TEXT SEGMENT:
Date published: 
1 November 2019
Media type: 
Media release
Audience: 
General public

From today, Australians with complex eating disorders will be able to access new services through Medicare that will help save lives.

In December 2018, the Morrison Government announced it would invest $110.7 million through Medicare to enable these life-saving services to be subsidised for the first time.

Today, our Government delivers on this commitment.

These new services will support eligible people with anorexia nervosa, bulimia and other complex eating disorders to access up to 40 psychological services and 20 dietetic services, under the care of their GP or specialist.

The new items represent a historic advance in the quality and affordability of care provided to those facing the devastating challenge of an eating disorder, enabling those affected, their families and their carers to get the support they desperately need and deserve.

Under the changes, health practitioners will be better able to deliver a full course of treatment, as their patients will have one comprehensive care plan and be able to claim the services through Medicare.

It is estimated that around 900,000 Australians have an eating disorder. These disorders affect not only the patient, but also their families and loved ones, and have one of the highest mortality rates of any psychiatric illness.

The Government asked the expert clinician-led MBS Review Taskforce to provide advice on how the Medicare Benefits Schedule could be improved to assist patients with eating disorders.

The items were developed by the Taskforce through extensive consultation and design of accreditation standards with experts from across the sector. They support a model of best practice, evidence-based care for patients and encourage a multidisciplinary approach involving a range of clinical expertise.

DATASET:
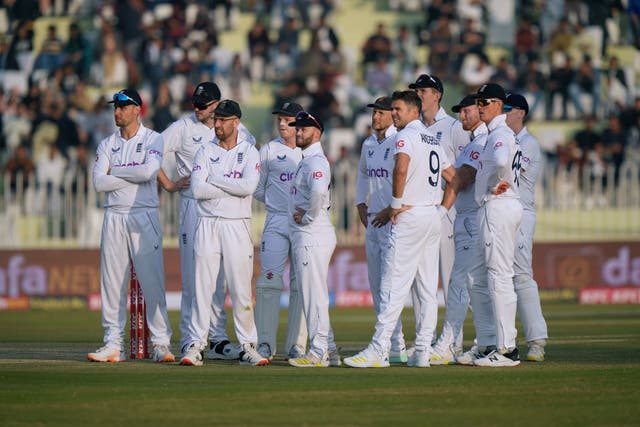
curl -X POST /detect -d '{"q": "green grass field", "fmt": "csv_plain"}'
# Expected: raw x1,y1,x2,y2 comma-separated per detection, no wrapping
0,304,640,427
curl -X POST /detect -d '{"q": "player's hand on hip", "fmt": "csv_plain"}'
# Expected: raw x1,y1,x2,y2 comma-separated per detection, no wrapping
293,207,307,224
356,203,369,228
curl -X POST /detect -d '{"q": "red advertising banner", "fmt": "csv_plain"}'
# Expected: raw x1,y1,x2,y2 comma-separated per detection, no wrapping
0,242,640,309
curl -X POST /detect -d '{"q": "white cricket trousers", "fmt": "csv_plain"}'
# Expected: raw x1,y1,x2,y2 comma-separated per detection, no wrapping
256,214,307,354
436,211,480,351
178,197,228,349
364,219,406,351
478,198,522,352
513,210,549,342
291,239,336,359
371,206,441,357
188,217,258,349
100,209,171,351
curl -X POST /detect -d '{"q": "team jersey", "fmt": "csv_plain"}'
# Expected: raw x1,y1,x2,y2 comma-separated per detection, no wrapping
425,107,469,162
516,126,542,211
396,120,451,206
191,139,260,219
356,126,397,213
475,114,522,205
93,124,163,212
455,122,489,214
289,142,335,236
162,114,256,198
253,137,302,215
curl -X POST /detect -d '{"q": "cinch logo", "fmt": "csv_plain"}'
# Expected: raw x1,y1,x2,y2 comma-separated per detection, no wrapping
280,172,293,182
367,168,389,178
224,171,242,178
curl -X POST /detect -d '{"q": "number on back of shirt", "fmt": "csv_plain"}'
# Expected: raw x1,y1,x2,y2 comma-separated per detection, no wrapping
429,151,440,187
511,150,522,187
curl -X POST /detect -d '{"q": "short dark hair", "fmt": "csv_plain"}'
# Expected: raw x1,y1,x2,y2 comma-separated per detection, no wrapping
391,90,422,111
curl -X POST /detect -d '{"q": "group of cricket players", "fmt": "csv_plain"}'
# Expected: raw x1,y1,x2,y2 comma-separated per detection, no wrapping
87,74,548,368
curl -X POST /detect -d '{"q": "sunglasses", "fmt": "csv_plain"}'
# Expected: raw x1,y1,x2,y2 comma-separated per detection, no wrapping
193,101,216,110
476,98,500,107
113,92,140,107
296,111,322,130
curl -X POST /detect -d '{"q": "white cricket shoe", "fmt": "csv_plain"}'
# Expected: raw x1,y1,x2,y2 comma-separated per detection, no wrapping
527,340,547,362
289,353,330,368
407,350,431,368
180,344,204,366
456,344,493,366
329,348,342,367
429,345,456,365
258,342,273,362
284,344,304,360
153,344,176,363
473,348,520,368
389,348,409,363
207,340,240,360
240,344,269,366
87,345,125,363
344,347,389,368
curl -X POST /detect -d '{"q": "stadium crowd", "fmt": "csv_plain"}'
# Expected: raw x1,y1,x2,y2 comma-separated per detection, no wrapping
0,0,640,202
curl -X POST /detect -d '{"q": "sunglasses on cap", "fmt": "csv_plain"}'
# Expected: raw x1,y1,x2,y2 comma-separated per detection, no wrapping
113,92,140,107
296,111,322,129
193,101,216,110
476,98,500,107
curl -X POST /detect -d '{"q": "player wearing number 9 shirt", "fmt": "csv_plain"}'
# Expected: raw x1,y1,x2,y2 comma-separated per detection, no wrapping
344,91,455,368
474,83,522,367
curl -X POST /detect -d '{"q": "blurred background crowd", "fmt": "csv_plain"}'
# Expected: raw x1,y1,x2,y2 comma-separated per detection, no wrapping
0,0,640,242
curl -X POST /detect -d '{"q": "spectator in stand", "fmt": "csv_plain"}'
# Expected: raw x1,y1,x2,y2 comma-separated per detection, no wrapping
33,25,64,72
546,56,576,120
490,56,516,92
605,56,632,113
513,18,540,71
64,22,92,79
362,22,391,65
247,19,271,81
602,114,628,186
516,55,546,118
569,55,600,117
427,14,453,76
--
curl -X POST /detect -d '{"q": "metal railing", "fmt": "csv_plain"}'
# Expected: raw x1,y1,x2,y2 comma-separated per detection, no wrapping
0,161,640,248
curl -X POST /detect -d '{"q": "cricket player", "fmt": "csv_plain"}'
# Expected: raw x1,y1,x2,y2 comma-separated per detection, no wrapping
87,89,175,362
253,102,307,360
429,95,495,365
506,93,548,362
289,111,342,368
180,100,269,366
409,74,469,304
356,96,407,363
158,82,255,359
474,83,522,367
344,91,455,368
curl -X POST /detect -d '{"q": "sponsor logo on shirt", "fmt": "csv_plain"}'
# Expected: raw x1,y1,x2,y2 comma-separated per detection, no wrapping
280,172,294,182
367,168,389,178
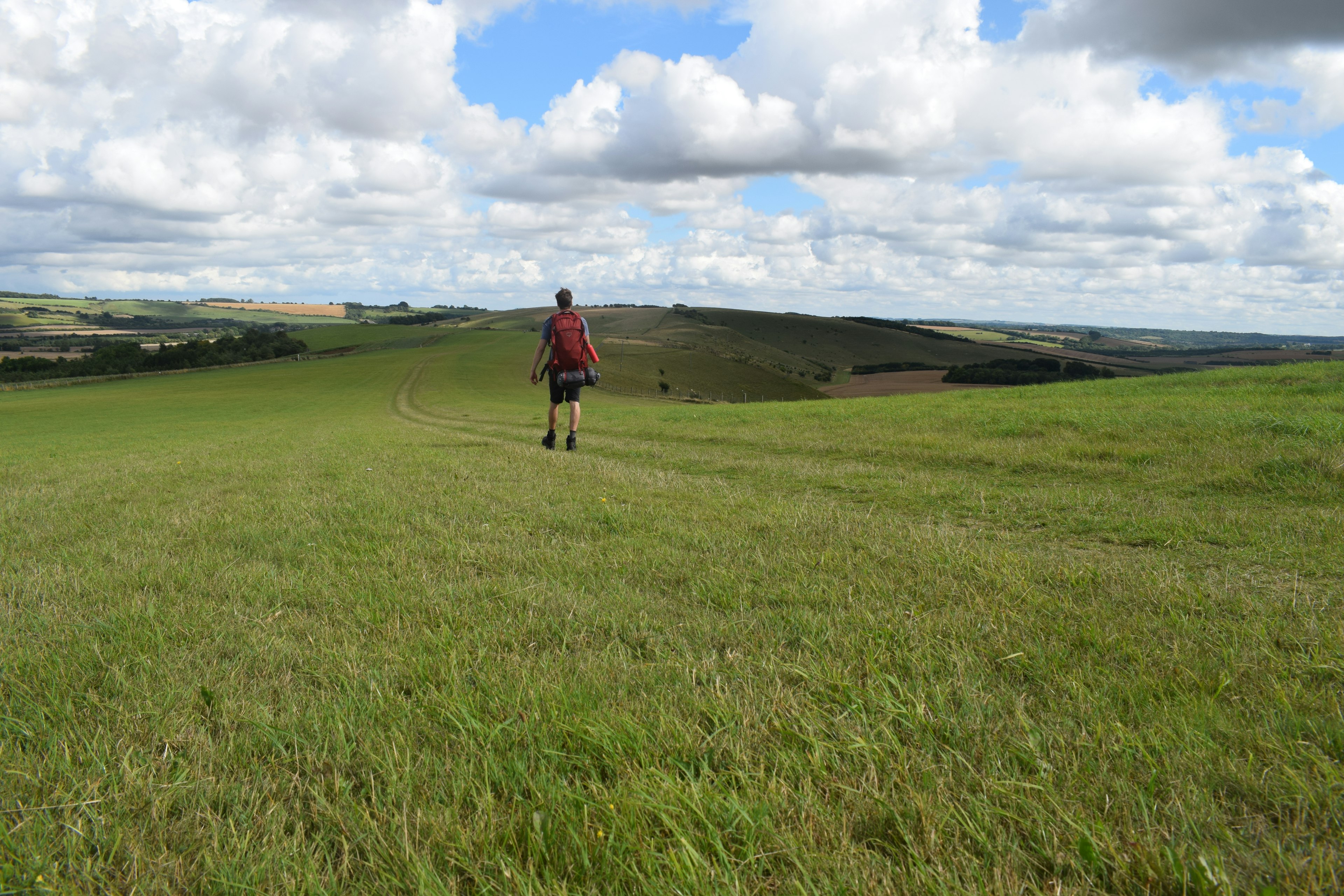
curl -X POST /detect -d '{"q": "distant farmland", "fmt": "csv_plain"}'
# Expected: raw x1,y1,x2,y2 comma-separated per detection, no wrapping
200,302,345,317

PROMPT A: In the eating disorder services release, how many psychological services can eligible people access under the new Medicare items?
PROMPT B: Extend the eating disorder services release, picking up after its final sentence.
The records are separate material with no connection to the eating disorder services release.

WRITTEN RESPONSE A: Up to 40 psychological services.

WRITTEN RESPONSE B:
This will mean more, better connected services. It will mean fewer repeat visits back to the hospital. It will mean better health outcomes for people living with these debilitating disorders.

I would like to acknowledge the efforts of the Taskforce and the sector in their commitment to help save lives.

These new services are part of the Government’s commitment to supporting people with eating disorders. This includes:

  • $63 million to establish a national network of community based residential eating disorder treatment centres which will provide wrap-around support and specialist care 
  • $13.6 million from 2016-17 to 2021-22 to support the National Eating Disorders Collaboration (NEDC) to develop a nationally consistent best-practice approach to the prevention and management of eating disorders. 
  • $1.5 million each year to 2021 for the Butterfly Foundation’s national online counselling service 1800 ED HOPE, which provides free support, counselling and guidance on treatments and referral options to people affected by an eating disorder, including family, friends and health professionals.

The Government is also investing in research to support prevention and better identification and treatment of eating disorders.

This includes $5 million for research into eating disorders through the Million Minds Health Research Mission and $4 million to the InsideOut Institute for Eating Disorders to develop a strategy for research into eating disorders and translating it into clinical practice. 

This research will help build understanding of how prevention, early identification, and evidence-based treatment will help Australians with eating disorders to access world-class support.

Information regarding the new Medicare items structure can be obtained at MBSOnline.